-- Data excerpts --
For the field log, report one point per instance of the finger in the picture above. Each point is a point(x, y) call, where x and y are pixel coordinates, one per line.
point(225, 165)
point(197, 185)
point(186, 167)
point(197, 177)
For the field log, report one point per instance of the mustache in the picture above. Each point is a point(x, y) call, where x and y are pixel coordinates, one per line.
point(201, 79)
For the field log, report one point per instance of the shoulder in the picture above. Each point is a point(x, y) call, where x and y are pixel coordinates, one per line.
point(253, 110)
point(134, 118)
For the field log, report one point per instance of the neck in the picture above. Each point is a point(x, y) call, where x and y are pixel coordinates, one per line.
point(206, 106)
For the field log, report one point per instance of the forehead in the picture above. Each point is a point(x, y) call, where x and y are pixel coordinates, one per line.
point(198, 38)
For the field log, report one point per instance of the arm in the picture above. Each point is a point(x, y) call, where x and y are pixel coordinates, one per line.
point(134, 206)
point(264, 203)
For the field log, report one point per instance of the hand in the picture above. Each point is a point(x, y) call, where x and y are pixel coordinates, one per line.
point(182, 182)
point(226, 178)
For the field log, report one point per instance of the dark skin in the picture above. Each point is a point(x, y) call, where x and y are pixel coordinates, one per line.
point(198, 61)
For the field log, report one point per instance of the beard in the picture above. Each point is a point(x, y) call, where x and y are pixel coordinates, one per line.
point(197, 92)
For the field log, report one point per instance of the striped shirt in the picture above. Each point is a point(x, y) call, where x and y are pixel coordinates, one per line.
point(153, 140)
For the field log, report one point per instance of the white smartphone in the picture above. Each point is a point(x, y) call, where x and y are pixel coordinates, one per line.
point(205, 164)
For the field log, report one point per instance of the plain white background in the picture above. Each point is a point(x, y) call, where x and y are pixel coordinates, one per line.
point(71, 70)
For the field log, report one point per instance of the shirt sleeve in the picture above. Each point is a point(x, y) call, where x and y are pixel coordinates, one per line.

-- What is required --
Reproduce the data shown above with every line intact.

-- Solution to this exercise --
For the field log, report one point per instance of the finger in the picture above. Each point is a point(x, y) call, where x and y are pixel coordinates, one per line.
point(225, 165)
point(197, 185)
point(186, 167)
point(197, 177)
For the field log, report one point per instance of the mustache in the picture above. Each point is a point(x, y) call, where x and y are pixel coordinates, one per line.
point(201, 79)
For the field log, report one point per instance of the shoulder in the picture above. Each point is a point(x, y) call, where x and y are pixel coordinates, one per line.
point(253, 110)
point(134, 118)
For the field log, report one point per instance of the neck in the picture above. Each point is a point(x, y) call, where x and y are pixel coordinates, one per line.
point(206, 106)
For the field log, report one point per instance of the forehead in the picture above. Each point is a point(x, y) call, where x and y are pixel coordinates, one per line.
point(198, 38)
For the field log, report one point per instance of the arm in the picture above. Each point is a point(x, y) call, where x and y are pixel coordinates, one per line.
point(134, 206)
point(264, 203)
For the field log, report one point per instance of the hand in the picture above. Each point is a point(x, y) call, where x and y are pixel coordinates, one per line.
point(182, 182)
point(226, 178)
For the field log, report one point per instance of the dark skin in the picture above. Each point is a point(x, y) call, where x and y are pixel coordinates, one per line.
point(198, 61)
For the field log, report one point per instance of the beard in the picture above. Each point is a point(x, y) call, where x and y are pixel coordinates, one per line.
point(197, 92)
For the field log, report one point per instance of the striped shirt in the picture above. Each point is a point(x, y) call, where x and y are pixel coordinates, one per line.
point(153, 140)
For the field log, report one point per instance of the white smartphone in the picture above. Each point is a point(x, y) call, where x and y are pixel coordinates, one per line.
point(205, 164)
For the field log, report one point per instance of the plain white background in the picture above. Each point is a point(x, y) call, where x and y are pixel coordinates, one per line.
point(71, 70)
For the field log, report one point per instance of the shirt sleeve in the picture above. Each point is a point(x, y) call, where x and y are pixel coordinates, one per line.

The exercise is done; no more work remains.